■ Data for the task ■
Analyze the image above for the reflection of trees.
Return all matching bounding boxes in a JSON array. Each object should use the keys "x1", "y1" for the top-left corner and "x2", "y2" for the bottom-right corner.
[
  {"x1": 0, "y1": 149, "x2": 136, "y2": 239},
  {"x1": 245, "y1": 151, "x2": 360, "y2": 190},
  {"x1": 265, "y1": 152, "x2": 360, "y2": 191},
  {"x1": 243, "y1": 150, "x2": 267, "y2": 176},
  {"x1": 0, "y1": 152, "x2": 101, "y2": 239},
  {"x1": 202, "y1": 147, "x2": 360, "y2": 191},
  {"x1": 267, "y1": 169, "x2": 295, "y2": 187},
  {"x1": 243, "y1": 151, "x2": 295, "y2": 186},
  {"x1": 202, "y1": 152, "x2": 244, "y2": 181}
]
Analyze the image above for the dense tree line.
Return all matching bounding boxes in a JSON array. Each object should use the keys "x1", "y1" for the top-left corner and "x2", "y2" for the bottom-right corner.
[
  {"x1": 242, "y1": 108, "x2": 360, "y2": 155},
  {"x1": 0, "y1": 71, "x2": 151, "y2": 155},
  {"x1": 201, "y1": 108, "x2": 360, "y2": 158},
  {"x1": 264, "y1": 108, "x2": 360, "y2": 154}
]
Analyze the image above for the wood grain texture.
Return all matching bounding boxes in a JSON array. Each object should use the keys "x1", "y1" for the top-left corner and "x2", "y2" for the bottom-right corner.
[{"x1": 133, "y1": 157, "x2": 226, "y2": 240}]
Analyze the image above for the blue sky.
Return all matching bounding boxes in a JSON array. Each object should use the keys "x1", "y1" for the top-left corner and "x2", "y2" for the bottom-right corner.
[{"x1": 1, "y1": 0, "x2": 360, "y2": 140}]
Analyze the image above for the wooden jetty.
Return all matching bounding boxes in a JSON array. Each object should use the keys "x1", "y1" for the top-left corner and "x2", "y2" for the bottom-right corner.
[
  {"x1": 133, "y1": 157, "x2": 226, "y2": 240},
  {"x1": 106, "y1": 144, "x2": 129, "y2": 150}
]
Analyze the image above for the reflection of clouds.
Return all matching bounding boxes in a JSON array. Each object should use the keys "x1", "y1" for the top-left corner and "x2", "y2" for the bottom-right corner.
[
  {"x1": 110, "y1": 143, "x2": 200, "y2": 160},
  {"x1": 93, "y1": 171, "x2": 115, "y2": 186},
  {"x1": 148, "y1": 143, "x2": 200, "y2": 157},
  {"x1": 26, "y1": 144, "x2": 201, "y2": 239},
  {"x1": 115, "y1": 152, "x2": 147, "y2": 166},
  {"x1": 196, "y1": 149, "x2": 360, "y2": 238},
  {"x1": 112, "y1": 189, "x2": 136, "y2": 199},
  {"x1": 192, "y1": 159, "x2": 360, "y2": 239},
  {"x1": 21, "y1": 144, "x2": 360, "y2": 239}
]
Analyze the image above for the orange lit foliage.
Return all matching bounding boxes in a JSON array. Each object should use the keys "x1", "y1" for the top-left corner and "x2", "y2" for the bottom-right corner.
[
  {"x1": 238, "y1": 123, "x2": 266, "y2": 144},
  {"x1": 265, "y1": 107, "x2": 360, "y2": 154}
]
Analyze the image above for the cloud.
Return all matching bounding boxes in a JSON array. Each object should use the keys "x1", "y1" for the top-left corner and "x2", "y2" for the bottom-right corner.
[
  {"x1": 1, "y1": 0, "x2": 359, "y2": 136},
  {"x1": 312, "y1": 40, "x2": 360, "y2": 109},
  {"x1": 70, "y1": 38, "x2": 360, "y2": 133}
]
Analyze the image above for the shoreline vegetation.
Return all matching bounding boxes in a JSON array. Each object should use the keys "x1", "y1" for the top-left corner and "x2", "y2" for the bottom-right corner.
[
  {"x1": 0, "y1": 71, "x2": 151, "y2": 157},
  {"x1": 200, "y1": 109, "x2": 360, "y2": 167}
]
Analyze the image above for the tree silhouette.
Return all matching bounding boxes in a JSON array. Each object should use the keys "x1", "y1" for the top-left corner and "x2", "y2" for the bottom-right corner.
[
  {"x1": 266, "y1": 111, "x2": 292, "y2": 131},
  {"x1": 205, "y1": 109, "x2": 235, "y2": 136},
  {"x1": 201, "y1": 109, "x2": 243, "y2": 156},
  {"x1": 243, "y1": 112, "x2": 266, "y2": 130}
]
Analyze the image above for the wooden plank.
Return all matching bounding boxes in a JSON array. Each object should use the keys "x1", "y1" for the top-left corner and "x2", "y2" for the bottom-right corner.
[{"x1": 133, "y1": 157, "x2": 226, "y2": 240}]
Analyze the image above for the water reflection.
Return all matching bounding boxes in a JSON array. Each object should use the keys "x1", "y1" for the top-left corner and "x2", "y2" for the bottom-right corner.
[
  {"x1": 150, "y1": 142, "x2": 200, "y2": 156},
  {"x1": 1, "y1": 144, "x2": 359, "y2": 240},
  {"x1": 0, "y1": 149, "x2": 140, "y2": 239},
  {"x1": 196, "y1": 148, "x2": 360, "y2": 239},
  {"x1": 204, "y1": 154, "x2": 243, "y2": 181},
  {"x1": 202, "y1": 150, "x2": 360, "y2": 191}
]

■ Exercise instructions ■
Report how many lines in the listing above hold the string "image", giving the number and no other words.

■ Reply to the exercise ■
12